# EXTRACT
------------------------------

To protect the thousands of accosted species, one by one, entails dealing with threat after threat after threat, in place after place after place. For a while during the first decade of the 21st century, notions were entertained of doing precisely that! Theoretically we could have worked up some computerized flowchart of species’ population goals, converted all the goals into habitat objectives, melded them all together, and spit out maps identifying precisely which parcels on the landscape were necessary to conserve.

And then of course we would have had to actually go out on the land and protect those parcels. Details!

This whole pipe dream was impossibly complicated, and wouldn’t be possible in the best of fiscal environments. It’s not even close to feasible today as we encounter limits to growth and declining budgets. That’s why we’re back to the umbrella species approach, bottling old wine with a new label, “surrogate species.”

------------------------------

# MATERIAL FOR THE TASK
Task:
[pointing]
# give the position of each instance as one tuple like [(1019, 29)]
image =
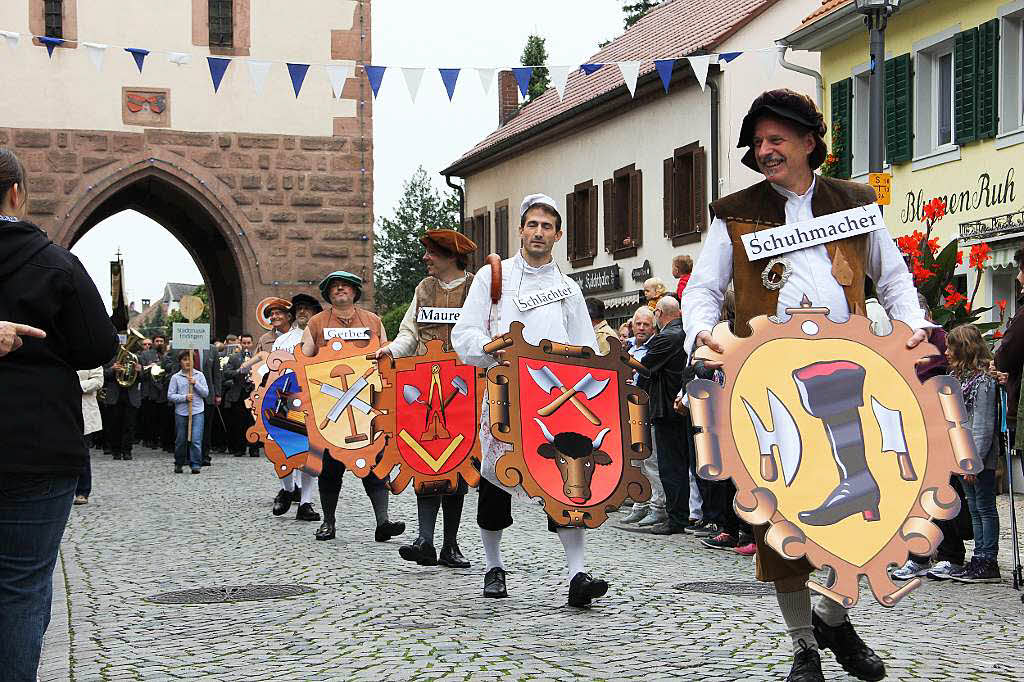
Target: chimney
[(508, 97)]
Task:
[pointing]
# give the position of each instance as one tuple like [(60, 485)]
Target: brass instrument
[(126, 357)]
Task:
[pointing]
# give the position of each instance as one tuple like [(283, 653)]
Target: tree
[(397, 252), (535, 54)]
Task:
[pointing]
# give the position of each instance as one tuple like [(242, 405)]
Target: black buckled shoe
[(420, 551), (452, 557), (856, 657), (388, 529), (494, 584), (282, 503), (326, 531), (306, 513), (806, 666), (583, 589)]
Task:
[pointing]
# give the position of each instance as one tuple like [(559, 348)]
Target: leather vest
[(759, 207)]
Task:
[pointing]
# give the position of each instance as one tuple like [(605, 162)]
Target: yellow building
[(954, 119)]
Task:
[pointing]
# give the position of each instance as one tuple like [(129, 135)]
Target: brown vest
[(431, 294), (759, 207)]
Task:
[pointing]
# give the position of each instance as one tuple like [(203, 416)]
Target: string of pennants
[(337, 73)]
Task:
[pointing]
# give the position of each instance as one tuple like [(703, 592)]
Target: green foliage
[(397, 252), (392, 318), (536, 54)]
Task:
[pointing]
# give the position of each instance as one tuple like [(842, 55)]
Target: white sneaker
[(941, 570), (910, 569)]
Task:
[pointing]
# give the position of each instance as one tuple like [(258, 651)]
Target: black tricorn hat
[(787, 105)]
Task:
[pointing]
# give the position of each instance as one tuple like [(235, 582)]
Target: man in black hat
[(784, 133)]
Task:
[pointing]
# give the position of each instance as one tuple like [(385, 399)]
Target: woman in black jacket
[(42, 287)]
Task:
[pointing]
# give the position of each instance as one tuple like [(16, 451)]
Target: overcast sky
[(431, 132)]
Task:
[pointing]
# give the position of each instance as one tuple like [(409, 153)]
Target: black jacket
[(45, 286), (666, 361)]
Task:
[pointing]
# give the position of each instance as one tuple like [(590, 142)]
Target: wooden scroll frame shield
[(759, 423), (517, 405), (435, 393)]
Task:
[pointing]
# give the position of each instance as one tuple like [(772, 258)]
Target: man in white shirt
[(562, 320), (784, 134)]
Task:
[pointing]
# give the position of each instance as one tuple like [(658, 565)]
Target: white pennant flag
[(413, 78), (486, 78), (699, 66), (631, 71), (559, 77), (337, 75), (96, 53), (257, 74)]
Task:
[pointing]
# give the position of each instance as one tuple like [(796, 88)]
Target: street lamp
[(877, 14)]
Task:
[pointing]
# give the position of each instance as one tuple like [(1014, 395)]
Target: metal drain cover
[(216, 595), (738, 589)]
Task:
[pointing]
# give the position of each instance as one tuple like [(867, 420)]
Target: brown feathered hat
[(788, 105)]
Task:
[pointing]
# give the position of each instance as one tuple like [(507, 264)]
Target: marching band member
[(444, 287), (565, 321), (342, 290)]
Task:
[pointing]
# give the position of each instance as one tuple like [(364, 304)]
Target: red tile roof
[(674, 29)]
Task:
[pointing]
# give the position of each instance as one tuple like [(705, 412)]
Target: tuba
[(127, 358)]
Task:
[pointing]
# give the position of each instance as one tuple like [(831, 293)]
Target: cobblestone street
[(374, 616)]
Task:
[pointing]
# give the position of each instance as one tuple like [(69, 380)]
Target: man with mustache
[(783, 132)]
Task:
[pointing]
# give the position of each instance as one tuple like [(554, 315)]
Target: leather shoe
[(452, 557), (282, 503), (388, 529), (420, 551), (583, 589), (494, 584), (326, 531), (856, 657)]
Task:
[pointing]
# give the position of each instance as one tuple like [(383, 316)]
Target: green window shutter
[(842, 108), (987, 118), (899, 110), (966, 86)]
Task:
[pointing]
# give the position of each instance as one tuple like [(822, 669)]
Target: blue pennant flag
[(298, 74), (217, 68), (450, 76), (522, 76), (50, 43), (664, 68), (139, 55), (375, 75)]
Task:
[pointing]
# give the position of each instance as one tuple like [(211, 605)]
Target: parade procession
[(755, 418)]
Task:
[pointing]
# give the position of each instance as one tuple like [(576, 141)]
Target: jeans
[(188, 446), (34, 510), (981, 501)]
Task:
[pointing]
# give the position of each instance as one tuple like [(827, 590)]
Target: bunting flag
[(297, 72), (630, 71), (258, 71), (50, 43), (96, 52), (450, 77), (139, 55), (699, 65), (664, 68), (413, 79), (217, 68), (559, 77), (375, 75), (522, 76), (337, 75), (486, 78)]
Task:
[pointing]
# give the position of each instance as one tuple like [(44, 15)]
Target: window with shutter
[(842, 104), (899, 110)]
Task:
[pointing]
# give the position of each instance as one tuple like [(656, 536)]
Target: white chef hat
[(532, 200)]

------------------------------

# SHORT TASK A
Do these statements agree with the conservation passage? Answer yes or no for each, quoting the deciding words of the passage. (i) The notion of mapping which parcels to conserve was entertained during the first decade of the 21st century. (ii) The plan would have been possible in the best of fiscal environments. (iii) The umbrella species approach now carries the label "surrogate species."
# SHORT TASK B
Can you render the listing, from its first line through the line containing "[(126, 357)]", as a numbered list with blank lines omitted and the pictures left out?

# EXERCISE RESULT A
(i) Yes: "For a while during the first decade of the 21st century, notions were entertained of doing precisely that!"
(ii) No: "wouldn’t be possible in the best of fiscal environments."
(iii) Yes: "bottling old wine with a new label, “surrogate species.”"

# EXERCISE RESULT B
1. Task:
2. [pointing]
3. # give the position of each instance as one tuple like [(1019, 29)]
4. image =
5. Target: chimney
6. [(508, 97)]
7. Task:
8. [pointing]
9. # give the position of each instance as one tuple like [(60, 485)]
10. Target: brass instrument
11. [(126, 357)]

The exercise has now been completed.